===== PASSAGE PROVIDED

MTR: How have you been doing since you established the fences? Are there any conflicts with tourists?

AR: Not with tourists. The tour guides respect our decision. That means that the tourists don’t enter. We also have no problems with the hotel on the square. From the beginning, the hotel had an attitude of collaborating with us as neighbors. That’s why at the beginning of every school year, I send the school calendar to the hotel. There is an ongoing dialogue between us. We have parties in the square with the children, and celebrate carnival or Castanyada, which is Halloween in Catalonia. But ever since the pandemic started, new conflicts arose with local merchants. The Barcelona City Council offered the possibility to ask for the occupation of public spaces. We requested the closure of the square for the entire day, and the council granted it to us. But the shopkeepers didn’t agree to the proposed arrangement. Right now, there are three shopkeepers near the square who are asking for the square to be reopened, otherwise they will lose customers. At the moment, since there are no tourists at all, the pandemic has affected the livelihood of the shopkeepers. They have complained through a participatory element in Barcelona, which is called the Consejo de Barrios (Neighborhood Council). As a result, the district administration has told me that it will withdraw the last authorization for the permanent closure.

 
MTR: Who did you work with to close the square temporarily? Did you seize the moment when Barcelona en Comú came to power?

AR: Yes. When Barcelona en Comú came to power, a different vision of the city coincided with the totally uncontrolled tourism which was left over from the previous government. I think Barcelona en Comú has not managed to control tourism, but it did manage to humanize the city a little.

 
MTR: Is it the vision that helped you move forward?

AR: Yes. Barcelona has a completely different vision now. We found out that while Barcelona en Comú is a very socially activist government, engaging with more regulated forms of politics remains very difficult for them. It's complicated for sure. But at some point you have to turn activism into politics. Anyway, Barcelona as a city and all of its neighborhoods have always been organized in associations.

==========
===== SOURCE INFORMATION

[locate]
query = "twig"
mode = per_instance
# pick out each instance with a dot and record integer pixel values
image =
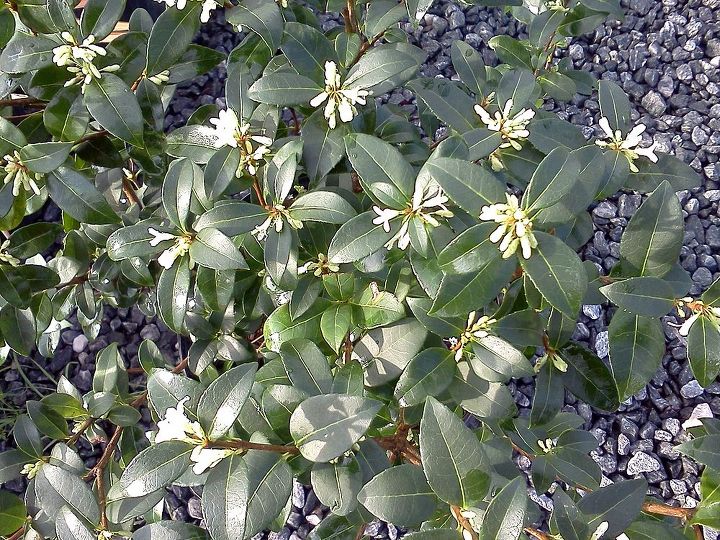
(249, 445)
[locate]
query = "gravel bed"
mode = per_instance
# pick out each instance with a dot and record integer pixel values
(666, 56)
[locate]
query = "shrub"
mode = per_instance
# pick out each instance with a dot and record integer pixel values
(354, 280)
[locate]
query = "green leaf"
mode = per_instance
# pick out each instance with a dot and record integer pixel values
(45, 157)
(170, 530)
(614, 105)
(115, 107)
(212, 249)
(647, 296)
(618, 504)
(446, 101)
(12, 513)
(307, 49)
(468, 185)
(221, 402)
(77, 196)
(484, 399)
(357, 239)
(26, 52)
(99, 17)
(306, 366)
(172, 294)
(324, 427)
(284, 89)
(177, 191)
(170, 36)
(452, 457)
(505, 515)
(399, 495)
(70, 527)
(324, 206)
(652, 240)
(152, 469)
(557, 273)
(554, 178)
(337, 485)
(704, 349)
(389, 349)
(589, 378)
(429, 373)
(383, 171)
(232, 217)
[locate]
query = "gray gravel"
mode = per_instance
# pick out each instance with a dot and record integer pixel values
(666, 56)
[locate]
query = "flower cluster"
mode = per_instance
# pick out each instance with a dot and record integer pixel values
(319, 268)
(477, 328)
(208, 7)
(696, 308)
(514, 229)
(229, 132)
(340, 100)
(425, 198)
(178, 249)
(79, 59)
(628, 146)
(512, 127)
(276, 218)
(177, 427)
(21, 177)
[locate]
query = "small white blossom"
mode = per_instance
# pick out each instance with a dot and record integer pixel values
(428, 201)
(512, 127)
(547, 445)
(207, 7)
(514, 229)
(628, 146)
(79, 59)
(178, 249)
(322, 266)
(176, 426)
(161, 78)
(477, 328)
(340, 101)
(229, 132)
(21, 177)
(277, 217)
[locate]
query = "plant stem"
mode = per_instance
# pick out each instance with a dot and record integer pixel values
(248, 445)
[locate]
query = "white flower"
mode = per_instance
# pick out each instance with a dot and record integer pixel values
(513, 128)
(178, 249)
(340, 100)
(207, 8)
(628, 146)
(207, 458)
(20, 175)
(477, 328)
(79, 59)
(514, 229)
(176, 426)
(229, 132)
(428, 201)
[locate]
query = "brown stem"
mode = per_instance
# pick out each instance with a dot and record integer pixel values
(463, 521)
(249, 445)
(537, 534)
(79, 433)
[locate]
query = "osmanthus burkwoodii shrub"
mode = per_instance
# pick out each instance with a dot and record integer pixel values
(352, 284)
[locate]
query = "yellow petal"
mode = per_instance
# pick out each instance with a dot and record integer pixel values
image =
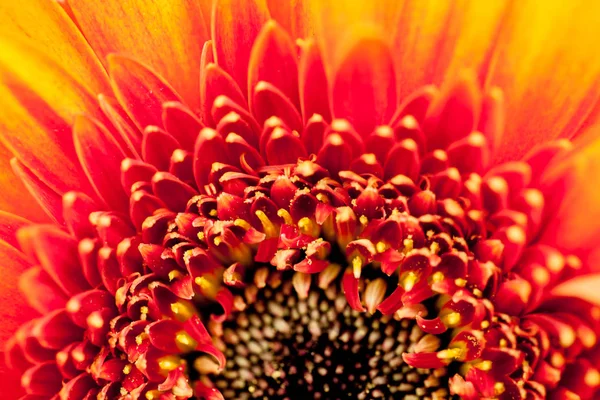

==========

### QUESTIONS TO ANSWER
a) Translate this sentence from the interview about the school square into Spanish: "The tour guides respect our decision."
b) In the interview about the school square, rewrite the part from "AR: Yes. When" to "city a little.", replacing "humanize" with "soften".
c) Write the next part of the interview about the school square, picking up after its last sentence.
The listing has nothing to do with what you're asked here.

### RESPONSES IN ORDER
a) Los guías turísticos respetan nuestra decisión.

b)
AR: Yes. When Barcelona en Comú came to power, a different vision of the city coincided with the totally uncontrolled tourism which was left over from the previous government. I think Barcelona en Comú has not managed to control tourism, but it did manage to soften the city a little.

c)
 
MTR: What role do the children play in the school’s decisions and in closing the square?

AR: The children choose their own rules of coexistence. From the age of six, they commit themselves to complying with the rules they choose for themselves. It is an approach to coexistence which they apply not only in the neighborhood, but wherever they are and in whatever they do. The norm is not coercive or restrictive, but rather self-regulatory. When we live together, we need self-regulation. We teach them that when there is a breach of norms it does not generate a conflict, but rather a set of questions: what is happening to us, or how can we avoid non-compliance? The children need autonomy of coexistence in terms of conflict resolution. All this comes from a philosophy of pedagogical principles that respect the individuality and diversity of the child, be it of sexuality or gender-identity, and on the respect for sharing and knowledge. For the children, the square is the school without claiming ownership over it.


MTR: What role does the square play for the school and neighborhood?

AR: The parents defend the usage of the square as a school space because it improves the social life in the neighborhood and the relationship between the school, families and the children within the neighborhood. It humanizes the neighborhood that has lost touch with those who live in it. It used to be a neighborhood full of merchants, which by now are big corporations. All the grocery stores have disappeared. In other words, the neighborhood as an entity no longer exists, although there are a few social entities that still function in it. 

 
MTR: Have you thought about the possibility of not using the fences in the square and integrating the tourists into a shared space?

AR: Based on our experience with tourism, this possibility does not exist. The imposition of the tourist is the occupation of space. When we are tourists, we are by definition invasive and do not respect distance. Without the fences, there was no way to reach a consensus on sharing the space.